> [Objective] Please rewrite all the records below as a JSON list of strings, one string per line and no blank lines, leaving out the pictures.

┄┄┄┄┄┄┄┄┄┄┄┄┄┄┄┄┄┄┄┄

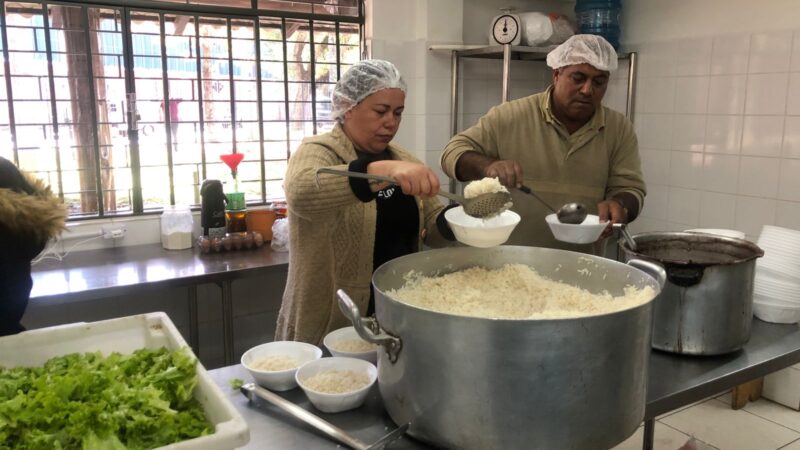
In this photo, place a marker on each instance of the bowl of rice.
(581, 233)
(336, 384)
(346, 342)
(273, 365)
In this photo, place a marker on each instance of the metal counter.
(674, 381)
(95, 274)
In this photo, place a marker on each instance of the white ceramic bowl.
(332, 403)
(279, 380)
(481, 232)
(347, 334)
(583, 233)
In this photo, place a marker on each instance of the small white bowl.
(346, 334)
(332, 403)
(279, 380)
(482, 233)
(583, 233)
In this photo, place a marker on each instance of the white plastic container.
(279, 380)
(332, 403)
(482, 233)
(347, 334)
(583, 233)
(176, 227)
(155, 330)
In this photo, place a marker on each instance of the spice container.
(176, 227)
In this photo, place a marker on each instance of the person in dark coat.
(29, 216)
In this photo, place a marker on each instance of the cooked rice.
(336, 381)
(352, 346)
(515, 291)
(483, 186)
(275, 363)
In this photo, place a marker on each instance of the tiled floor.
(761, 425)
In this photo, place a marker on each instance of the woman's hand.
(413, 178)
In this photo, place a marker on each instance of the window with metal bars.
(126, 107)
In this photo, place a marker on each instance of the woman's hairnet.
(584, 49)
(362, 80)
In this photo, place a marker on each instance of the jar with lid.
(176, 227)
(236, 213)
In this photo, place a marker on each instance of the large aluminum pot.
(473, 383)
(706, 307)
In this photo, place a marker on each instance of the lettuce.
(91, 402)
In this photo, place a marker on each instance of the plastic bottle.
(599, 17)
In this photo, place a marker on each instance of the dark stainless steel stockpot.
(474, 383)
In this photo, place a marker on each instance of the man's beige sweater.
(331, 237)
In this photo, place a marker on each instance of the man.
(562, 143)
(30, 215)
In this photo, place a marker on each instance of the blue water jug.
(599, 17)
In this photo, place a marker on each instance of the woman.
(29, 215)
(341, 229)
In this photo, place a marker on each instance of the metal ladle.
(481, 206)
(574, 213)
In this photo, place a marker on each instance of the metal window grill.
(125, 106)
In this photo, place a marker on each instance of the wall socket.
(114, 231)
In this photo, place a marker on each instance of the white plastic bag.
(540, 29)
(280, 235)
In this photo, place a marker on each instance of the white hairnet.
(361, 80)
(584, 49)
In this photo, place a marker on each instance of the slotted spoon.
(481, 206)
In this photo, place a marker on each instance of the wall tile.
(753, 213)
(691, 94)
(758, 177)
(723, 134)
(655, 166)
(795, 66)
(791, 138)
(656, 203)
(720, 173)
(684, 206)
(727, 94)
(654, 131)
(762, 135)
(730, 54)
(717, 210)
(789, 187)
(788, 215)
(689, 132)
(655, 95)
(793, 100)
(766, 93)
(694, 57)
(686, 169)
(770, 52)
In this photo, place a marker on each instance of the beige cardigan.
(331, 237)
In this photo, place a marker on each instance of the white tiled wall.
(719, 132)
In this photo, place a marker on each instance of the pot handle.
(652, 269)
(368, 328)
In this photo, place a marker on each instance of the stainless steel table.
(674, 381)
(108, 272)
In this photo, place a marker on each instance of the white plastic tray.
(124, 335)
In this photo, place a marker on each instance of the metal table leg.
(649, 434)
(194, 336)
(227, 321)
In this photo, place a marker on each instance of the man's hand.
(508, 171)
(613, 211)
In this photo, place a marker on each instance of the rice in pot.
(515, 291)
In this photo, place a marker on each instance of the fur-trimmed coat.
(29, 216)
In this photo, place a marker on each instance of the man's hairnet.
(362, 80)
(584, 49)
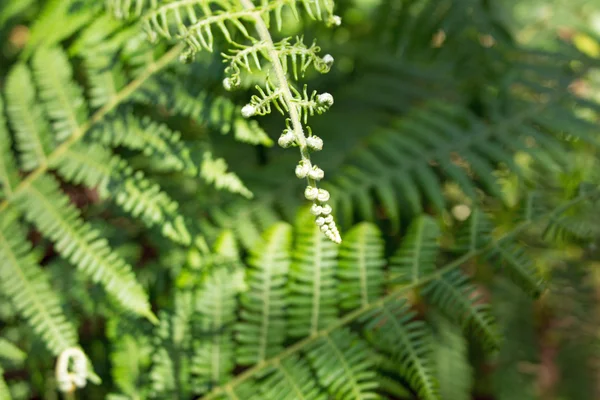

┄┄┄┄┄┄┄┄┄┄┄┄┄┄┄┄┄┄┄┄

> [Output for this task]
[
  "In this photo, place a marker on each instance of the bowl of rice.",
  "(581, 233)",
  "(336, 384)",
  "(346, 342)",
  "(273, 365)",
  "In this photo, place a marker on each instance of the metal counter.",
  "(674, 381)",
  "(95, 274)",
  "In this photo, place a marker on each instance of the white ceramic bowl.",
  "(332, 403)",
  "(279, 380)",
  "(481, 232)",
  "(347, 334)",
  "(583, 233)",
  "In this photo, place a marker on each instance of the small white bowl.",
  "(346, 334)",
  "(332, 403)",
  "(279, 380)",
  "(482, 233)",
  "(583, 233)",
  "In this photo, place a marker on each instance of the white plastic container.",
  "(279, 380)",
  "(332, 403)",
  "(482, 233)",
  "(347, 334)",
  "(583, 233)",
  "(176, 227)",
  "(155, 330)",
  "In this photo, place a marker on each instance of the spice container.",
  "(176, 227)",
  "In this photo, place a marker on each instance of the person in dark coat.",
  "(29, 216)",
  "In this photo, place a marker on each instance of the cooked rice.",
  "(336, 381)",
  "(352, 346)",
  "(515, 291)",
  "(483, 186)",
  "(275, 363)",
  "In this photo, place a marker on each instance of the tiled floor.",
  "(761, 425)",
  "In this photo, place a marker on each instance of the woman's hand.",
  "(413, 178)",
  "In this photo, place a marker on each instance of the window with metal bars.",
  "(126, 107)",
  "In this photo, place a marker on each instance of the woman's hairnet.",
  "(584, 49)",
  "(362, 80)",
  "In this photo, place a marker on each instance of the jar with lid.",
  "(176, 227)",
  "(236, 213)",
  "In this photo, place a marker on each instance of the large aluminum pot.",
  "(473, 383)",
  "(706, 307)",
  "In this photo, place a marker on each instance of the lettuce.",
  "(91, 402)",
  "In this photo, place a marker on each instance of the plastic bottle.",
  "(599, 17)",
  "In this photo, place a marker on each instance of the dark stainless steel stockpot.",
  "(474, 383)",
  "In this photo, place a marker on each instance of the man's beige sweater.",
  "(331, 237)",
  "In this photo, place a marker on each instance of the man.",
  "(562, 143)",
  "(30, 215)",
  "In this photo, place a marker on each instance of the blue water jug.",
  "(599, 17)",
  "In this photo, place a marker on each instance of the woman.",
  "(29, 215)",
  "(341, 229)",
  "In this photo, place a marker on each instance of the metal ladle.",
  "(481, 206)",
  "(574, 213)",
  "In this photo, place a marker on each instance of the metal window grill.",
  "(125, 106)",
  "In this photo, place a marker on each instance of the wall socket.",
  "(114, 231)",
  "In this photo, place a marker on each instance of the white plastic bag.",
  "(540, 29)",
  "(280, 235)",
  "In this photo, place a marker on each instance of the white hairnet.",
  "(361, 80)",
  "(584, 49)",
  "In this photo, place a marker on each instance of the slotted spoon.",
  "(481, 206)",
  "In this photo, place a marker on each instance of the wall tile.",
  "(753, 213)",
  "(691, 94)",
  "(758, 177)",
  "(723, 134)",
  "(655, 166)",
  "(795, 66)",
  "(791, 138)",
  "(656, 203)",
  "(720, 173)",
  "(684, 206)",
  "(727, 94)",
  "(654, 131)",
  "(762, 135)",
  "(730, 54)",
  "(717, 210)",
  "(789, 187)",
  "(788, 215)",
  "(689, 132)",
  "(655, 95)",
  "(793, 100)",
  "(766, 93)",
  "(694, 57)",
  "(686, 169)",
  "(770, 52)",
  "In this photo, place a marker on each instance of the beige cardigan.",
  "(331, 237)",
  "In this photo, place a marker on each instance of the white tiled wall.",
  "(719, 132)",
  "In this photo, place a marker on each instance of the pot handle.",
  "(652, 269)",
  "(368, 328)",
  "In this photo, place a marker on each instance of the stainless steel table.",
  "(674, 381)",
  "(108, 272)",
  "In this photo, place a marker on each instance of the white plastic tray.",
  "(124, 335)",
  "In this photo, place a marker on each instance of the metal table leg.",
  "(649, 434)",
  "(194, 336)",
  "(227, 321)",
  "In this photo, place a marker on each instance of the man's hand.",
  "(508, 171)",
  "(613, 211)",
  "In this photo, place a marker on each instance of the rice in pot.",
  "(515, 291)",
  "In this photo, place a marker on each instance of the fur-trimmed coat.",
  "(29, 216)",
  "In this photo, place a marker on each instance of the man's hairnet.",
  "(362, 80)",
  "(584, 49)"
]